* LESETEXT *

________________________________________

Herausforderung Kirchenstrukturen
Herausforderungen sehen Lehr und Drehsen-Sohn allerdings mit Blick auf die zunehmende Zahl an Menschen, die an Demenz leiden und noch erkranken werden. Sie weisen darauf hin, dass „diese Generation, die jetzt alt wird, ja noch kirchentreu war“. Angesichts wegbrechender kirchlicher Strukturen stelle sich die Frage: „Woher bekommen diese Menschen ihre spirituelle Nahrung, die jeder braucht?“

Von Anja Weiffen

 

NACHGEFRAGT

„Viel Potenzial“
Fragen an Erika Ochs, Fachreferentin für Seelsorge 60+ beim katholischen Dekanat Darmstadt.

Welche Perspektive haben Gottesdienste für Menschen mit Demenz, wenn die Zahl kirchlicher Mitarbeiter, ob haupt- oder ehrenamtlich, kleiner, der Bedarf aber größer wird?

________________________________________

* AUSZÜGE AUS DATENSÄTZEN *
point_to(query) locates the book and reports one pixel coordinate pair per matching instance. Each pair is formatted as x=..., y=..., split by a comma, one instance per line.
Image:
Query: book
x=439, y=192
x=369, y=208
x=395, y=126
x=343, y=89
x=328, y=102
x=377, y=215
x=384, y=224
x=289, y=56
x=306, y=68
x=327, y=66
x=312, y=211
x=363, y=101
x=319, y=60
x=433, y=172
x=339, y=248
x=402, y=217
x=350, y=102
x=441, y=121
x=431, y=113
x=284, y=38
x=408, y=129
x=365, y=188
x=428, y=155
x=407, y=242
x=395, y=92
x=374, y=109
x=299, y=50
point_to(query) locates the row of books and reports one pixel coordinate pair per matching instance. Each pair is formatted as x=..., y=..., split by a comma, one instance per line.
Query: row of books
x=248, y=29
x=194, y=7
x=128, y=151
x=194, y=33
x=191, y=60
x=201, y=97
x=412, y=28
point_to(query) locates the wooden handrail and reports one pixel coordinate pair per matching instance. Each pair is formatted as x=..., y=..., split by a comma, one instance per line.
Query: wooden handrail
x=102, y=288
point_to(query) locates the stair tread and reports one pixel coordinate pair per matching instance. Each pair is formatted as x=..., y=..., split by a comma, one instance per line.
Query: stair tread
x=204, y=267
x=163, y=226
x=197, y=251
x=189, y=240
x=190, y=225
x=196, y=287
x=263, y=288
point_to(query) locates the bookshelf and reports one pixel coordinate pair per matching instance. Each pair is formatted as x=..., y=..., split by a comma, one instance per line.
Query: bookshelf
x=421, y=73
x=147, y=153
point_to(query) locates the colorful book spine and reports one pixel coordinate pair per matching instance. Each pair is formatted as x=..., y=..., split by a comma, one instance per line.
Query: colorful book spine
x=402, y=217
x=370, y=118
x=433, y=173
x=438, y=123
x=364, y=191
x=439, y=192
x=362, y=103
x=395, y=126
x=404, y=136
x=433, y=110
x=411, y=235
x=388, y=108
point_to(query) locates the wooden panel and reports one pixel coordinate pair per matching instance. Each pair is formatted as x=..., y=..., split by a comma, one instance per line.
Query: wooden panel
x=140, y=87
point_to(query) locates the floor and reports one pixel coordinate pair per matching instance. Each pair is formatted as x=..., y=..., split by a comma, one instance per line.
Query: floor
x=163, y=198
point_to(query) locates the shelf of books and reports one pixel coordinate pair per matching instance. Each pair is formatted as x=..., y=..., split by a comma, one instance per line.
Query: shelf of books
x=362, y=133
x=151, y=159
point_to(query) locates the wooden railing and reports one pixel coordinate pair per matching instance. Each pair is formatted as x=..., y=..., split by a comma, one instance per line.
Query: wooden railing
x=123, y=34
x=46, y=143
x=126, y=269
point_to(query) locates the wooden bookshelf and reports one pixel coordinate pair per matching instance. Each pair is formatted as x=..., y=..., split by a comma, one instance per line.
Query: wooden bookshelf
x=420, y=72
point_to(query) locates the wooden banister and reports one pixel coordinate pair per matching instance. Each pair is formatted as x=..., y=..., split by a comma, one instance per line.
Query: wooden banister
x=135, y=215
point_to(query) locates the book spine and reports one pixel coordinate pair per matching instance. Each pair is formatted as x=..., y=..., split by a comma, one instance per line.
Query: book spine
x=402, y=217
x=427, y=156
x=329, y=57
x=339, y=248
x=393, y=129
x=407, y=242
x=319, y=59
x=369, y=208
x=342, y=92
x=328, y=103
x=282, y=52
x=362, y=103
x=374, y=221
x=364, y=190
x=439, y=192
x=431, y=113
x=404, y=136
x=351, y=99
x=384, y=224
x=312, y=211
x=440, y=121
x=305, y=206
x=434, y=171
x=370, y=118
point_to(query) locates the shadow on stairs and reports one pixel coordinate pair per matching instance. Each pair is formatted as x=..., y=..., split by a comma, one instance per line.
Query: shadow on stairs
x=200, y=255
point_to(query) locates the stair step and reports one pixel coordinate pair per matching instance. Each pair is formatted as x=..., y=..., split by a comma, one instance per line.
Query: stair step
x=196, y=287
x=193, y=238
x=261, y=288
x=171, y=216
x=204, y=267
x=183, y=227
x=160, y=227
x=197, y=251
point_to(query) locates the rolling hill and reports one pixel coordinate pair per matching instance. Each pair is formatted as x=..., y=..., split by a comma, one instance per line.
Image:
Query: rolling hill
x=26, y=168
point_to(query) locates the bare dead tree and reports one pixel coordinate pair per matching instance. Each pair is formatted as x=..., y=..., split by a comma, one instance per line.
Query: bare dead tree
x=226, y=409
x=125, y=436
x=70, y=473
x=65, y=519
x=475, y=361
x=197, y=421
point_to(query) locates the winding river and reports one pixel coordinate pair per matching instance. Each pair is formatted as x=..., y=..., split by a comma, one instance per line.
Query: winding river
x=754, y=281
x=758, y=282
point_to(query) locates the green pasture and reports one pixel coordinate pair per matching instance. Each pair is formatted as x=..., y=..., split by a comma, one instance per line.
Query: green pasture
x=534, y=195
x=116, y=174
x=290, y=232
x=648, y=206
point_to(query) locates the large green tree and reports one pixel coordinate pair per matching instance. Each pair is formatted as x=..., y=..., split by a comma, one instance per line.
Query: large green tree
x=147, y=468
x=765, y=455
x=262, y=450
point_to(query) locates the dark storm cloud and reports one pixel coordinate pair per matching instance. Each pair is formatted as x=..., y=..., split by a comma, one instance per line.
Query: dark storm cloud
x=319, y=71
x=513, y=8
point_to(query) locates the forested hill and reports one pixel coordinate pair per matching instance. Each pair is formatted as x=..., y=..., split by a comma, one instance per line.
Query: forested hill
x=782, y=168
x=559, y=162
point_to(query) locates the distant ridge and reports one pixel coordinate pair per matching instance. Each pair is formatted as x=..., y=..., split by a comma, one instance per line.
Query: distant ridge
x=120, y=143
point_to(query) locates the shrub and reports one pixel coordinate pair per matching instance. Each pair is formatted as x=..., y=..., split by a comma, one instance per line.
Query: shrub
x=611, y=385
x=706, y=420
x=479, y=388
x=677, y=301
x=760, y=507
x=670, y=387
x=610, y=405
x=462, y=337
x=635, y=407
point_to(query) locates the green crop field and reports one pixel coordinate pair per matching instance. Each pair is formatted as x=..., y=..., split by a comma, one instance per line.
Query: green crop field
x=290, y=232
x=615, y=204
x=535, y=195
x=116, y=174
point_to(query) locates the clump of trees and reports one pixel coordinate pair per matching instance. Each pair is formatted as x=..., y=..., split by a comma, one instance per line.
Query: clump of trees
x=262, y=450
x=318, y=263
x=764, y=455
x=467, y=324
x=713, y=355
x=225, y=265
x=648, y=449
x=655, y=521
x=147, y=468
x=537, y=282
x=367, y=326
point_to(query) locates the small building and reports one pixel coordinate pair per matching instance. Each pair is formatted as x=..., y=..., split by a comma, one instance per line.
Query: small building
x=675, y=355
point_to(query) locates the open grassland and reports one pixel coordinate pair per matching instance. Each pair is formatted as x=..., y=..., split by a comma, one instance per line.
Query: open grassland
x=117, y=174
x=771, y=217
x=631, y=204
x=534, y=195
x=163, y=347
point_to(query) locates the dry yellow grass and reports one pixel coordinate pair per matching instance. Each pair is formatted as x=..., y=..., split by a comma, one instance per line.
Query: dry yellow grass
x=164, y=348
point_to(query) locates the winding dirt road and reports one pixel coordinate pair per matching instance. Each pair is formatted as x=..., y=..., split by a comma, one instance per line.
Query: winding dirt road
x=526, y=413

________________________________________

Führen Sie den Text über Gottesdienste für Menschen mit Demenz im Anschluss an die letzte gestellte Frage weiter.

* ANTWORTBEREICH *
Das Bedürfnis nach Spiritualität ist – genauso wie bei allen anderen Menschen auch – bei Menschen mit Demenz vorhanden. Es kann sogar in der Phase, in der Menschen merken, dass sie sich verändern, größer werden, weil sie sich mehr mit dem Sinn in ihrem Leben beschäftigen. Als Kirche haben wir überkonfessionell die Aufgabe, darauf zu antworten. Gottesdienste sind ein Teil dieser Antwort. Es gibt weitere Möglichkeiten, etwa die Einzelbegleitung. Man kann in Einrichtungen auf den Zimmern kleine „Sinn-Zeiten“ anbieten, wobei man mit sinnlich erfahrbaren Gegenständen versucht, ins Gespräch zu kommen. Dazu gibt es Hilfen wie etwa eine Sinn-Box mit Materialien zum Fühlen und Riechen.
Was Gottesdienste betrifft, schauen wir gerade, ob nicht auch ausgebildete Wort-Gottes-Feier-Leiter und -Leiterinnen bereit sind, in Pflegeeinrichtungen zu gehen.

Sind solche Angebote nicht auch ein Pluspunkt für eine Pflegeeinrichtung?
Ja, hier gibt es für die Kirchen viel Potenzial. Gottesdienste und spirituelle Angebote sind ein Qualitätsmerkmal, und gerade auch nicht-kirchliche Einrichtungen sind dafür offen.

Was sollten Menschen mitbringen, die sich ehrenamtlich für Menschen mit Demenz engagieren möchten?
Es braucht ein hohes Einfühlungsvermögen, das heißt, andere so sein zu lassen, wie sie sind, und sie nicht korrigieren zu wollen. Man muss sich auf die Welt eines Menschen mit Demenz einlassen. Dazu gehört auch, diese Welt spannend zu finden und davon ein bisschen fasziniert zu sein.